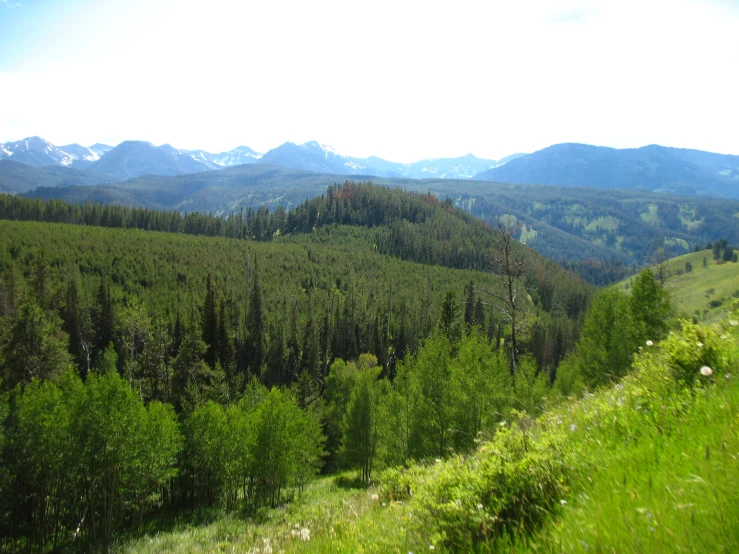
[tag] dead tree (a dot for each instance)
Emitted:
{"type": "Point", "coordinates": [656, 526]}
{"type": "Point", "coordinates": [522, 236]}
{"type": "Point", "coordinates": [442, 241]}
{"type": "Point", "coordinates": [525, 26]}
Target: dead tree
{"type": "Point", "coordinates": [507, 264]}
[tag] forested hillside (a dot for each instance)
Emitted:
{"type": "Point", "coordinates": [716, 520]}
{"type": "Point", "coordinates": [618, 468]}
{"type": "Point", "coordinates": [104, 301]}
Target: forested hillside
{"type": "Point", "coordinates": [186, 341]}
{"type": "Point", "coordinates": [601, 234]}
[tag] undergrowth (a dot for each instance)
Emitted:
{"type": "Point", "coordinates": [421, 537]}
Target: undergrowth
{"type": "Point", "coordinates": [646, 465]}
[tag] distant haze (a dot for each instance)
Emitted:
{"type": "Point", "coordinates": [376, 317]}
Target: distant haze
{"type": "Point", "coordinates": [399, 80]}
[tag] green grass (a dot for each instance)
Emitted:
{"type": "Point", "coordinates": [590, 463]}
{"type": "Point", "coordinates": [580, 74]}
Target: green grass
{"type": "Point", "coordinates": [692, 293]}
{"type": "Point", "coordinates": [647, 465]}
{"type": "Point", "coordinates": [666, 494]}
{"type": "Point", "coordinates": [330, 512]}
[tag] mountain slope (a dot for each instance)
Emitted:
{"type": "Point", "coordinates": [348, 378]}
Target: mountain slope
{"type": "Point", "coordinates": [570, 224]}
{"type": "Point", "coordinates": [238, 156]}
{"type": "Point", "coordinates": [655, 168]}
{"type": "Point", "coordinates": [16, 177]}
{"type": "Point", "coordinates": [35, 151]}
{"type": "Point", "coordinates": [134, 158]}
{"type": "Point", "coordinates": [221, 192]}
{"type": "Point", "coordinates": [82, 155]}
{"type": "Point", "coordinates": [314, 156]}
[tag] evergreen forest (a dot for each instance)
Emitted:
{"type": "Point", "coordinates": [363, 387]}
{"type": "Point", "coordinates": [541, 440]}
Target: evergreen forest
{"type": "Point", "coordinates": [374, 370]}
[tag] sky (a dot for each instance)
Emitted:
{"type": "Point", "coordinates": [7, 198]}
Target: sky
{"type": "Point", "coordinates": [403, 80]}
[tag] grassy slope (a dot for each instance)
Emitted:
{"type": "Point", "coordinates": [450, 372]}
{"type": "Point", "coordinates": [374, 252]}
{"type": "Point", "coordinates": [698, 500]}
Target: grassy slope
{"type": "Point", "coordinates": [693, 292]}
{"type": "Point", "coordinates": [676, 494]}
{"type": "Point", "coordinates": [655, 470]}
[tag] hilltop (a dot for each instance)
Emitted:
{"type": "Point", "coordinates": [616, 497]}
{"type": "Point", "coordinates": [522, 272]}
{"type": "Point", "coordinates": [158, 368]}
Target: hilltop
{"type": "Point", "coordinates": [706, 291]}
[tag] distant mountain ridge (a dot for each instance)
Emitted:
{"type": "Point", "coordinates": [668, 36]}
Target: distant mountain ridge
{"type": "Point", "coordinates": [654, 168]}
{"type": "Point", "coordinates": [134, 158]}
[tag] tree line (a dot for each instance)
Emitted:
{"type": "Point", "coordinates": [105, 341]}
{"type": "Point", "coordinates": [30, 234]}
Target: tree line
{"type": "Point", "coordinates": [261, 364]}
- - -
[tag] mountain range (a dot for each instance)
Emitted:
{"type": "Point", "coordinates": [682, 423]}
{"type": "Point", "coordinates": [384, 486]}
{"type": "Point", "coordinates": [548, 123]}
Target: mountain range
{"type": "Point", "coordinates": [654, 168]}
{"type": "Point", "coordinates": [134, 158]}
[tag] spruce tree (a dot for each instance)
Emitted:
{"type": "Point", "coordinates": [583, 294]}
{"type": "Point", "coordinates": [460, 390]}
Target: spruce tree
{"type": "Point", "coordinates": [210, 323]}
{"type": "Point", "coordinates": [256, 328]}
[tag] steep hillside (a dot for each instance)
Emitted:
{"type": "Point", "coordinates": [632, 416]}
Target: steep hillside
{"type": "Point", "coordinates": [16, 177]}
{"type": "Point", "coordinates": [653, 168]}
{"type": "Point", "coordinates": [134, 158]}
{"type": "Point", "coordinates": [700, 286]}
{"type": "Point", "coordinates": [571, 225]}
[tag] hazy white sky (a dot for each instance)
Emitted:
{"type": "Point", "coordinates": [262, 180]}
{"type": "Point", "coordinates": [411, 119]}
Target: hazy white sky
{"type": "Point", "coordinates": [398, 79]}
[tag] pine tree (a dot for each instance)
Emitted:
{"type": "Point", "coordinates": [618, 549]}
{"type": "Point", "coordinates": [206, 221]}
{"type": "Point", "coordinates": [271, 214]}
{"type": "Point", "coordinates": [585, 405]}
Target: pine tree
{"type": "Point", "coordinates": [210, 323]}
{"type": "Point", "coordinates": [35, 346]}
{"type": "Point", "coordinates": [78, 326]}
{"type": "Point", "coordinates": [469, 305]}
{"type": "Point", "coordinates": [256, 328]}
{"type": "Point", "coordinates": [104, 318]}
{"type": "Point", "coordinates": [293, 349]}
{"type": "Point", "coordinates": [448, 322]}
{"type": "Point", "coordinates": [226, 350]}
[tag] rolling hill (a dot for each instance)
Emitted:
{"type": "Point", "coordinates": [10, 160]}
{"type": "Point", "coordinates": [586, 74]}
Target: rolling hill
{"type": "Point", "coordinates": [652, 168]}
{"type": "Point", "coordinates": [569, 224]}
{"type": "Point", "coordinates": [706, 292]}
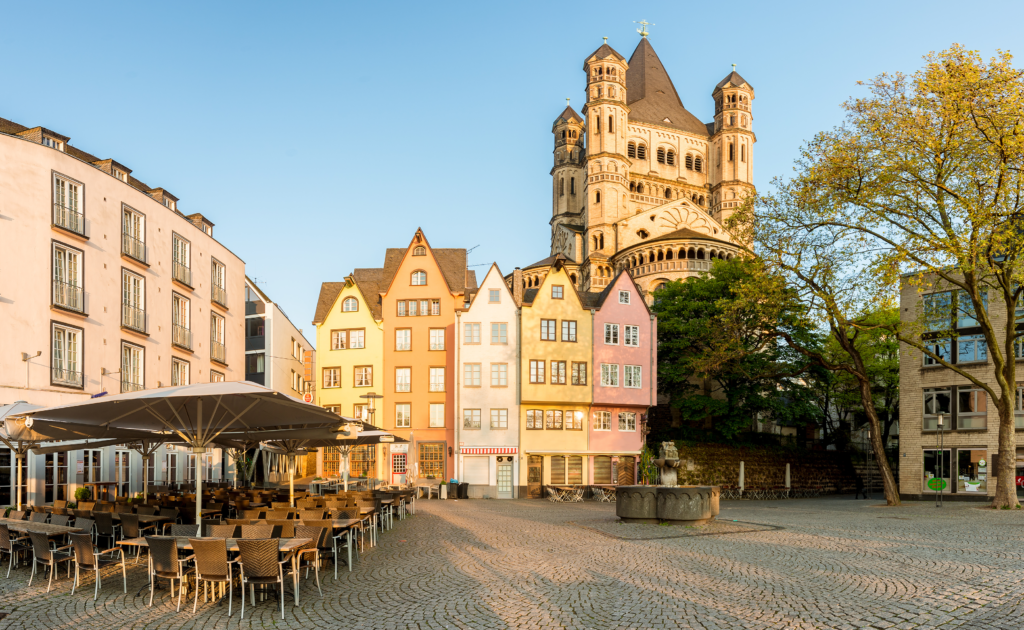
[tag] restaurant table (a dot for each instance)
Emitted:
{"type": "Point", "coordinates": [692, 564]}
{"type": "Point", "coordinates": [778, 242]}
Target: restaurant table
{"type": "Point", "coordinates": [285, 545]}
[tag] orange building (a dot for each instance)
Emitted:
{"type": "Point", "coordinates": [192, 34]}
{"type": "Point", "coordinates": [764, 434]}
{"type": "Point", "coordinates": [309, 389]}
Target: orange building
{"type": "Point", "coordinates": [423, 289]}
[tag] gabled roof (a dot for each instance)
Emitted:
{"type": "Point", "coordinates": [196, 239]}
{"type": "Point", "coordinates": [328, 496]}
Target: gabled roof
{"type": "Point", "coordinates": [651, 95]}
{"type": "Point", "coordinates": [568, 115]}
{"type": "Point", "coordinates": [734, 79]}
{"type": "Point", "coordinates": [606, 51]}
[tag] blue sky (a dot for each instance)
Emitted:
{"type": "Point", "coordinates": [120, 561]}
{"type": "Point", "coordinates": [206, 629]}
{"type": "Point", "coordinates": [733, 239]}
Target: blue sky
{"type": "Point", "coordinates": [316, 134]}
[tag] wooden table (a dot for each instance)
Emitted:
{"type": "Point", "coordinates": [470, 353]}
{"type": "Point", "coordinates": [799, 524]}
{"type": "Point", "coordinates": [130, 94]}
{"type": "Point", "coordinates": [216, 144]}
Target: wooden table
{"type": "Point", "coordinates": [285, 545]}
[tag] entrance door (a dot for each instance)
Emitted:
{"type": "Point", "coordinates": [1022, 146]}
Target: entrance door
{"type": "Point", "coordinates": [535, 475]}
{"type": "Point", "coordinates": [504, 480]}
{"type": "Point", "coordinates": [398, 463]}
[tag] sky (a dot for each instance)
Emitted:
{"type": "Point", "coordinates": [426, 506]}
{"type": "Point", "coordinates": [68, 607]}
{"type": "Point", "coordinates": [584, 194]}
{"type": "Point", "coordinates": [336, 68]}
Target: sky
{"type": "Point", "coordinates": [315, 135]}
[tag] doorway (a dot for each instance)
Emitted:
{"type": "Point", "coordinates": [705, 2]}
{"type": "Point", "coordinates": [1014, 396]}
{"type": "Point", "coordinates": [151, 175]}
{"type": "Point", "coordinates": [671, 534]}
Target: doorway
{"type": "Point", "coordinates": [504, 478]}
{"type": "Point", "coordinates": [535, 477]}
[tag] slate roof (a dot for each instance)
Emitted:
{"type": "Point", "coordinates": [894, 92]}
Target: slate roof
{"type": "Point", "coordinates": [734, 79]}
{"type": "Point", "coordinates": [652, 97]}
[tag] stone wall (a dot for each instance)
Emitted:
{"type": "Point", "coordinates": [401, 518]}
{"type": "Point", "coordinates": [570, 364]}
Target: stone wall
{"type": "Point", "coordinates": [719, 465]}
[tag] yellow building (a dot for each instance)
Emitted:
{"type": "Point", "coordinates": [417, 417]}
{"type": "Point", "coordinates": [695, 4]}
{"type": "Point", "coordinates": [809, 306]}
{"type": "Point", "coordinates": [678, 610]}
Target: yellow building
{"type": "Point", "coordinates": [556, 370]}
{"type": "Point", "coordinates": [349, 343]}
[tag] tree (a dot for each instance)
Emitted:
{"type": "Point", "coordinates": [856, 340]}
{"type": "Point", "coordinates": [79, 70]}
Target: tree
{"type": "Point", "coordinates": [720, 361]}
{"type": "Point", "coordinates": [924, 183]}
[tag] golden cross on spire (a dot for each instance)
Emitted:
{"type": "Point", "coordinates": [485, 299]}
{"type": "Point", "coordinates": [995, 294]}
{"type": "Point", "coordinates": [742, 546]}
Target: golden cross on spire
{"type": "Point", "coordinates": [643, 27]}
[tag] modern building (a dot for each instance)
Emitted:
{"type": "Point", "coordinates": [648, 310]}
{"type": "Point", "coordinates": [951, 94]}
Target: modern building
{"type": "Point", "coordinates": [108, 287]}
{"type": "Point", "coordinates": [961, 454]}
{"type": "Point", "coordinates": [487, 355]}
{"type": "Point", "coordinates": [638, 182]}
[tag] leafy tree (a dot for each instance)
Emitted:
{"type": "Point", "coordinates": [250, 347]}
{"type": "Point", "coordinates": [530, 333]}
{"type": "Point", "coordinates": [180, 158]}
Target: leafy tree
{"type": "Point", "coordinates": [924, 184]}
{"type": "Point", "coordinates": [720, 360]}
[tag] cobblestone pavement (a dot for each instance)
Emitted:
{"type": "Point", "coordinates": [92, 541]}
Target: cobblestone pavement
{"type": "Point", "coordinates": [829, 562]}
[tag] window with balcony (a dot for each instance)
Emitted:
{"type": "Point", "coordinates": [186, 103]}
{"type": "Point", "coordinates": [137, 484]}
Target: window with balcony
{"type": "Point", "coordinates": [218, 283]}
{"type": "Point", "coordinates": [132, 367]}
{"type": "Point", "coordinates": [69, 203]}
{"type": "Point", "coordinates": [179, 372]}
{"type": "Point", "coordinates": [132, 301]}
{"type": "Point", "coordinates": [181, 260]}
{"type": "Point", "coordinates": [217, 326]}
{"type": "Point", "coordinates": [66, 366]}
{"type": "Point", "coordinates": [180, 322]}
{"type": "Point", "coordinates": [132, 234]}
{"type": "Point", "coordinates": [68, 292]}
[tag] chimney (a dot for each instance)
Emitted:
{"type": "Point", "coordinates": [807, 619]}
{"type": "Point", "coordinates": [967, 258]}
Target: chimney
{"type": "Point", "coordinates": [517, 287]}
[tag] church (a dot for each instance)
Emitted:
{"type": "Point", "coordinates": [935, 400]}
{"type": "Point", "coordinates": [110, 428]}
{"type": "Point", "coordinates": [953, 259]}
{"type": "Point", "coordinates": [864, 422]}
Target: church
- - -
YOUR GOAL
Copy every line above in which the string "church" shows up.

RESULT OF THIS EXERCISE
[tag] church (a dot for each instance)
Target: church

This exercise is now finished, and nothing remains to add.